### WHAT IS NEEDED
Write out the whole listing below word for word, and leave the pictures out.

Entries for pointing at labeled objects
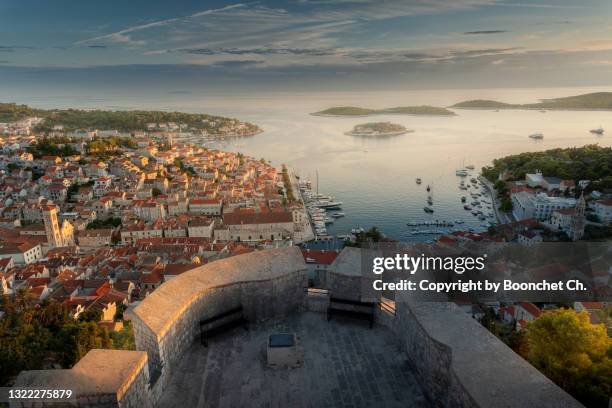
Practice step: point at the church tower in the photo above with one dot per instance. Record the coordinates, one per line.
(54, 236)
(579, 219)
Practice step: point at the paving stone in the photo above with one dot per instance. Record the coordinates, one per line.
(346, 364)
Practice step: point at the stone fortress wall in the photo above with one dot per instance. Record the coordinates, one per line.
(458, 362)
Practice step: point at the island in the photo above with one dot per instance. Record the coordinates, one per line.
(400, 110)
(590, 101)
(378, 129)
(82, 120)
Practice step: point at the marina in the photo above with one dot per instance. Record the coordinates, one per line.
(375, 178)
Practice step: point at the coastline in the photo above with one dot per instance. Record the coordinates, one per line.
(330, 115)
(351, 133)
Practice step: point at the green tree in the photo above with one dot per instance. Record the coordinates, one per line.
(91, 315)
(488, 321)
(574, 353)
(76, 339)
(506, 204)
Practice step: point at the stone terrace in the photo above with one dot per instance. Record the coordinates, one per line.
(345, 365)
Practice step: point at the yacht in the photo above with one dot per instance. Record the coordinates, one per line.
(331, 205)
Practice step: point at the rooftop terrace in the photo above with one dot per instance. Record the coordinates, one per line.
(345, 365)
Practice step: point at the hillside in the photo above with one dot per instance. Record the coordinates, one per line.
(589, 162)
(400, 110)
(124, 121)
(591, 101)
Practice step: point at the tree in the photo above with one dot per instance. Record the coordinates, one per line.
(506, 205)
(488, 321)
(91, 315)
(574, 353)
(76, 339)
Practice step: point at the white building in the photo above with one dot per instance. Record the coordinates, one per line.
(205, 207)
(539, 206)
(603, 210)
(22, 253)
(200, 228)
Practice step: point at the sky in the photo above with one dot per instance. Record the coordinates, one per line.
(303, 45)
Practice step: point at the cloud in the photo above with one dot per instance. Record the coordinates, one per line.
(237, 63)
(13, 48)
(484, 32)
(122, 35)
(259, 51)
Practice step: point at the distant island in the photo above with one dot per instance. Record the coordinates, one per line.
(70, 120)
(591, 101)
(378, 129)
(400, 110)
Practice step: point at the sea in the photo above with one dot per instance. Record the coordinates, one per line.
(374, 178)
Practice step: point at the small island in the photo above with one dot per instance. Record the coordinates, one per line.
(378, 129)
(591, 101)
(400, 110)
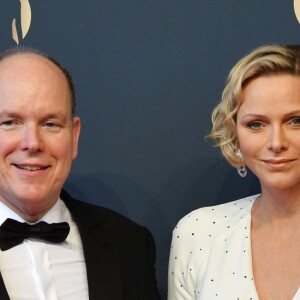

### OUTPUT FOR THIS EXERCISE
Practice step: point at the church tower in the photo above with one dot per instance. Record the coordinates, one per line.
(54, 236)
(579, 219)
Practice step: point at the paving stone in the photo above with one dot per instance. Record the coordinates, one per line.
(346, 364)
Practice step: point at the stone fortress wall in the photo above with one dot per instance. Record the coordinates, one per line.
(458, 362)
Practice step: point at the island in the photo above with one dot per instance. Record the coordinates, one per line.
(400, 110)
(590, 101)
(378, 129)
(82, 120)
Practice step: point at the marina in the photo above with one dot per instance. Record the coordinates, one per line.
(375, 178)
Practice step: point at the coastline in the photo above with one dot per instance. Record the coordinates, one per line.
(330, 115)
(351, 133)
Practice step: point at the green tree in the photo above with one dot per instance. Record the coordinates, one per line.
(91, 315)
(488, 321)
(574, 353)
(76, 339)
(506, 204)
Practice step: point at the stone terrace in the photo above with one dot per instance. Record the coordinates, one per line.
(345, 365)
Practice step: point at the yacht in the photo above with one dot per instance. Record the coordinates, one per line.
(331, 205)
Practice step: point at the rooftop terrace in the photo above with one dot per instance. Record the coordinates, one per line.
(345, 365)
Practice step: point at the hillside in the photo above with one dot per instance. Record the coordinates, one per line.
(589, 162)
(400, 110)
(124, 121)
(591, 101)
Practice step: point at the tree in the photo above with one dot per instance. Record the coordinates, one per line.
(506, 205)
(488, 321)
(91, 315)
(574, 353)
(76, 339)
Practice step: point at the white building in the photo above with one dot per instance. Record the coordinates, one per line.
(205, 207)
(539, 206)
(603, 210)
(22, 253)
(200, 228)
Practice step: point at the sky in the photo above with one dot per instance. Record the coordinates, one per line.
(303, 45)
Practice step: point at the cloud in the photo above with one dot per instance. Record the coordinates, one per line.
(237, 63)
(13, 48)
(484, 32)
(122, 35)
(259, 51)
Practice step: point at the distant island in the photo above with one dot per instance. Record the coordinates, one per line.
(70, 120)
(591, 101)
(378, 129)
(400, 110)
Practice step: point at the sea in the photo above with one dot per instance. Record the coordinates, one per line.
(374, 178)
Practice step: point at the small island in the photo above with one dot per instance. Record the coordinates, one per line.
(378, 129)
(591, 101)
(400, 110)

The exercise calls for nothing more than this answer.